*** DOCUMENT SEGMENT Section Begins ***
In his 28 years at Ross, Hecker has helped more than 150 Ohio State students get jobs at Ross Labs. Recently, he helped secure $200,000 from Abbott, for the construction of a new food science building.
Hecker has retired as vice president for research, development and scientific affairs at Ross, after overseeing more than 200 nutritional formulas and feeding devices.
Dr. Ernest Johnson
When Dr. Ernest Johnson was studying medicine at Ohio State, people with physically disabilities were sometimes placed in “homes for the incurable.”
That practice didn’t sit well with Johnson, who devoted his career to rehabilitating people with physical disabilities.
As medical director of Dodd Hall Rehabilitation Hospital, Johnson helped the university achieve a reputation of excellence in physical medicine and rehabilitation. He also worked to develop housing designed for physically disabled people to live independently.
“He is the best recognized and most respected leader in the discipline of Physical Medicine and Rehabilitation in this country,” said Manuel Tzagournis, vice president for health sciences, dean of the College of Medicine and professor of internal medicine emeritus.
*** DOCUMENT SEGMENT Section Ends ***
*** LISTED ENTRIES Section Begins ***
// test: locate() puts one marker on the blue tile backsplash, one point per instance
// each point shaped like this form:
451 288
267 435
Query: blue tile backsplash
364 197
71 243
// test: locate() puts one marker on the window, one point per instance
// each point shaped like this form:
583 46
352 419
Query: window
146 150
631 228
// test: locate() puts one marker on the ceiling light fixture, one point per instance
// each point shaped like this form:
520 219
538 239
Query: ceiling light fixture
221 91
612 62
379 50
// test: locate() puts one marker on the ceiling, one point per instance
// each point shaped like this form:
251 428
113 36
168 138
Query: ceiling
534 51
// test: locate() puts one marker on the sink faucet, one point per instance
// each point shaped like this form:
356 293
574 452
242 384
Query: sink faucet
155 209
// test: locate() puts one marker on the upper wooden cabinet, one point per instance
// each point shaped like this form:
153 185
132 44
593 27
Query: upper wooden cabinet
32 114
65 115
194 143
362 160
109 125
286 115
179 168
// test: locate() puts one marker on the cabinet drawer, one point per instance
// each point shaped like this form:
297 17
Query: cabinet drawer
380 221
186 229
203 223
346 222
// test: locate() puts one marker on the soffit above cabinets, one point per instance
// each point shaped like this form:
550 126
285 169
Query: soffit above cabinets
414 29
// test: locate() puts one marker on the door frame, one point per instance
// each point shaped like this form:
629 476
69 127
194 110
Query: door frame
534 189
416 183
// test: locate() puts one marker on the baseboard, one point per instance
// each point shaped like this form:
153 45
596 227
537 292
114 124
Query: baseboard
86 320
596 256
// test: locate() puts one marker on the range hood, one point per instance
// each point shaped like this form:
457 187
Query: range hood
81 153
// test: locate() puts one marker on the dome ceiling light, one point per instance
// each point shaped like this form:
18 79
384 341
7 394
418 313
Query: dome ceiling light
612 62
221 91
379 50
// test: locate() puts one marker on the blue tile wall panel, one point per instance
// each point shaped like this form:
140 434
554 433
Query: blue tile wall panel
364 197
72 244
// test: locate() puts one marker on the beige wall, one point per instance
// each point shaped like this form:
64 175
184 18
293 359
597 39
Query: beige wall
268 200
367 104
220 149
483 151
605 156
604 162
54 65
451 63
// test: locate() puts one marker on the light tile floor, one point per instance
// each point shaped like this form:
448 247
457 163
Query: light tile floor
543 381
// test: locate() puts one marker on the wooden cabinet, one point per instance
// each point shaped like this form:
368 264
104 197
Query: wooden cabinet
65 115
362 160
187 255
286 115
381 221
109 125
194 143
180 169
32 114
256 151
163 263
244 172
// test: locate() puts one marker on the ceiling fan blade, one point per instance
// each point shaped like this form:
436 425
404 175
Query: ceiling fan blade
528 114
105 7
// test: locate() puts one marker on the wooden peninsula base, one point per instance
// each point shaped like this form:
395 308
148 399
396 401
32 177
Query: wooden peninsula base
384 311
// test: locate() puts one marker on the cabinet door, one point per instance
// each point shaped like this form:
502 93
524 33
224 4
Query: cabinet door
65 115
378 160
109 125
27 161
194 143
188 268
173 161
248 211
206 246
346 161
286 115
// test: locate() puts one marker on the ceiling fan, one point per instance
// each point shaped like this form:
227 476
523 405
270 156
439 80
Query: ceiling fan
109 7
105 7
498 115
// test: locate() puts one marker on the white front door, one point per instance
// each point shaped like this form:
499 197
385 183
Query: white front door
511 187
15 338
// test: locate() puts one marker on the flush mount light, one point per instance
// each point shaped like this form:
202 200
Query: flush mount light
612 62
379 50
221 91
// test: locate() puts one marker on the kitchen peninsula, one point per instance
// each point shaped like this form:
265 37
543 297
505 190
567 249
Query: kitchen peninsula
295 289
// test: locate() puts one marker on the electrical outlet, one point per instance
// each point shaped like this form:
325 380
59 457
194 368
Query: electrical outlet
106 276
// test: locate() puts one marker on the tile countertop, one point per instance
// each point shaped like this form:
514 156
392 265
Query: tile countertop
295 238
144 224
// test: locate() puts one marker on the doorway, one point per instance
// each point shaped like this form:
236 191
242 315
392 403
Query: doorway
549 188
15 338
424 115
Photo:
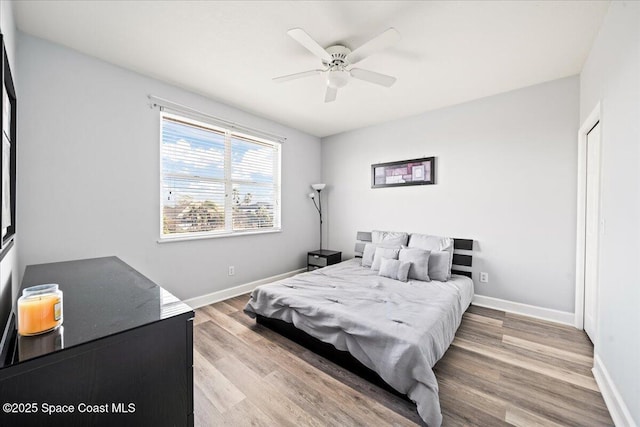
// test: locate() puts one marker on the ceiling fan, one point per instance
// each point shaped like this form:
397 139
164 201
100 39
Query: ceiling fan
*** LISTED ENTRIES Section Ends ***
DIRECTIONS FOR THIS TASK:
From the profiles of Hecker and Johnson, copy out the text word for word, starting at "That practice didn’t" and ending at "internal medicine emeritus.". The referring expression data is not needed here.

ANSWER SPACE:
That practice didn’t sit well with Johnson, who devoted his career to rehabilitating people with physical disabilities.
As medical director of Dodd Hall Rehabilitation Hospital, Johnson helped the university achieve a reputation of excellence in physical medicine and rehabilitation. He also worked to develop housing designed for physically disabled people to live independently.
“He is the best recognized and most respected leader in the discipline of Physical Medicine and Rehabilitation in this country,” said Manuel Tzagournis, vice president for health sciences, dean of the College of Medicine and professor of internal medicine emeritus.